▶ **WHAT IS BEING ASKED**
Quote all of the entries word for word.
┌──
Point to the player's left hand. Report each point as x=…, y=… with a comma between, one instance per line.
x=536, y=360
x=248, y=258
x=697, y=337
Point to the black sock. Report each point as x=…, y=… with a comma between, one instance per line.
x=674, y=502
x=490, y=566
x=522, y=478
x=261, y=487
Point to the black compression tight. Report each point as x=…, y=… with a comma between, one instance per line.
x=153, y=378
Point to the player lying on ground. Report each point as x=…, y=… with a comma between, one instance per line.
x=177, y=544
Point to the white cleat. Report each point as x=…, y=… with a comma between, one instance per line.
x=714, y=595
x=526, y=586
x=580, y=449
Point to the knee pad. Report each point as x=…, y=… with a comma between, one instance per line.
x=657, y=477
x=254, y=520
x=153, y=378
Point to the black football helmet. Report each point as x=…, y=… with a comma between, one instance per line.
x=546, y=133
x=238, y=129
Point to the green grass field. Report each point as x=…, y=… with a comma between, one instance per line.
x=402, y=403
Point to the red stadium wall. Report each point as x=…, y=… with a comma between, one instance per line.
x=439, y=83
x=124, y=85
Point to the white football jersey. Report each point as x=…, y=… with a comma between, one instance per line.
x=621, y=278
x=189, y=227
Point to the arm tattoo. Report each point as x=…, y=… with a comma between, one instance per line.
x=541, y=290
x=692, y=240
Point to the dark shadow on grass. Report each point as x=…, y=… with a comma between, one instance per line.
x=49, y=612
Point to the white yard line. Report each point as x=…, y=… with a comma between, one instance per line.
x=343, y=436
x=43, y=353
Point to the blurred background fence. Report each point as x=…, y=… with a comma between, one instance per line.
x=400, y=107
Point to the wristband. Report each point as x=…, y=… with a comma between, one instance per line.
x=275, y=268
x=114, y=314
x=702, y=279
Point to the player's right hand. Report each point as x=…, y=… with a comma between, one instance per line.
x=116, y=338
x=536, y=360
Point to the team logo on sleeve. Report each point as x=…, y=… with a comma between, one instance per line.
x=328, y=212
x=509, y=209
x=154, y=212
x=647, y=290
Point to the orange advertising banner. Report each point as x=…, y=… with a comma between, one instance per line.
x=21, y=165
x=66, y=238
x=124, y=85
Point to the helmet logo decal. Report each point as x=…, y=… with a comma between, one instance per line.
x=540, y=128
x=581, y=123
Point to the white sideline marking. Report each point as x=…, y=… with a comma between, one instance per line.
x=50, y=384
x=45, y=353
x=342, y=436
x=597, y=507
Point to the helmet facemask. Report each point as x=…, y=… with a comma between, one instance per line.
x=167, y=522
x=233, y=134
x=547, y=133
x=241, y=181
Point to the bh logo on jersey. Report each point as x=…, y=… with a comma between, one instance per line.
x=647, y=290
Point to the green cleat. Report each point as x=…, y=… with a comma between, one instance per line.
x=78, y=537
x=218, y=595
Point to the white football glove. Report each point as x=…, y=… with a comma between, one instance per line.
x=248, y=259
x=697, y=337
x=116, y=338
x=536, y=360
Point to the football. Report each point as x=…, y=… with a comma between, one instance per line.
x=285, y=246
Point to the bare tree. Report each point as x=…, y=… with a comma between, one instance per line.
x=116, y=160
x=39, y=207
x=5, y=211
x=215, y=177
└──
▶ **WRITTEN RESPONSE**
Point to the player's left hand. Report each point as x=…, y=… with a comma between, one instance per line.
x=536, y=360
x=248, y=258
x=697, y=337
Point to the black sock. Report each point as x=…, y=… with a comma between, one instance per line.
x=674, y=502
x=490, y=566
x=522, y=478
x=261, y=487
Point to the black compression tight. Report each point as x=…, y=… with a comma between, one instance per line.
x=153, y=378
Point to the player lying on ground. Report each point as x=…, y=… with a comma between, one instance per line.
x=177, y=544
Point to the white cleat. Report each point as x=…, y=… with a comma between, one instance per line.
x=714, y=595
x=526, y=586
x=580, y=449
Point to the knee pad. Report each point as x=…, y=… with a comma between, one instance per line.
x=657, y=477
x=254, y=520
x=153, y=378
Point to the black football helmet. Report each point as x=…, y=… with a comma between, one instance per line.
x=546, y=133
x=238, y=129
Point to the green grass field. Report each point as x=…, y=… with a comma between, one instance per line.
x=402, y=403
Point to the red stadium wall. Report each point as x=…, y=… with a comma between, one instance per line.
x=439, y=83
x=124, y=85
Point to the white football jersey. Report each point as x=…, y=… with a comma between, one instance per line.
x=621, y=278
x=189, y=227
Point to the arm tattoo. Report each point as x=…, y=… with a comma between, one instance per line.
x=541, y=290
x=692, y=240
Point to the dark shadow on grass. Report each point as x=…, y=… with a comma between, one instance per line.
x=49, y=612
Point to the white yard line. Report each point as x=…, y=… with a comma between, one instance per line.
x=343, y=436
x=43, y=353
Point to the blurred background fence. Report each point as x=…, y=… with a comma between, one instance per line.
x=400, y=107
Point to the wristband. Report each point as x=…, y=… with a comma between, one instance per line.
x=275, y=268
x=114, y=314
x=702, y=279
Point to the player's right hand. Report each point as x=…, y=… with a comma between, one instance per line.
x=116, y=338
x=536, y=360
Point to the team logo on sleeve. Report each point as x=…, y=… with a comma between, one instance per line.
x=328, y=212
x=509, y=209
x=154, y=212
x=647, y=290
Point to the orange advertising banner. Report each point as x=…, y=… with a comma between, one instance per line.
x=21, y=165
x=66, y=238
x=124, y=85
Point to the helmet logo decal. Report each point as x=…, y=… with a comma between, one instance per line.
x=540, y=128
x=581, y=123
Point to the white sideline marking. Report each point as x=…, y=… with a comma between, one instance per line.
x=50, y=384
x=45, y=353
x=342, y=436
x=597, y=507
Point to the helmet facemask. Report each point as x=…, y=… with a comma between, one instance per line.
x=167, y=522
x=233, y=134
x=547, y=133
x=241, y=181
Point to the bh logo on jersey. Report each point as x=…, y=… with a comma between, one instance per line.
x=647, y=290
Point to the green cleat. Report each point as x=…, y=… with a comma between, one instance per line.
x=78, y=537
x=218, y=595
Point to the white football glove. Report each point as x=…, y=… with a comma between, one instance per line.
x=248, y=259
x=697, y=337
x=116, y=338
x=536, y=360
Point to the football. Report each point as x=…, y=… with a comma between, one instance per line.
x=285, y=246
Point to the bare tree. Report each point as x=…, y=… with a comma between, one instance per line.
x=116, y=160
x=39, y=207
x=5, y=211
x=215, y=177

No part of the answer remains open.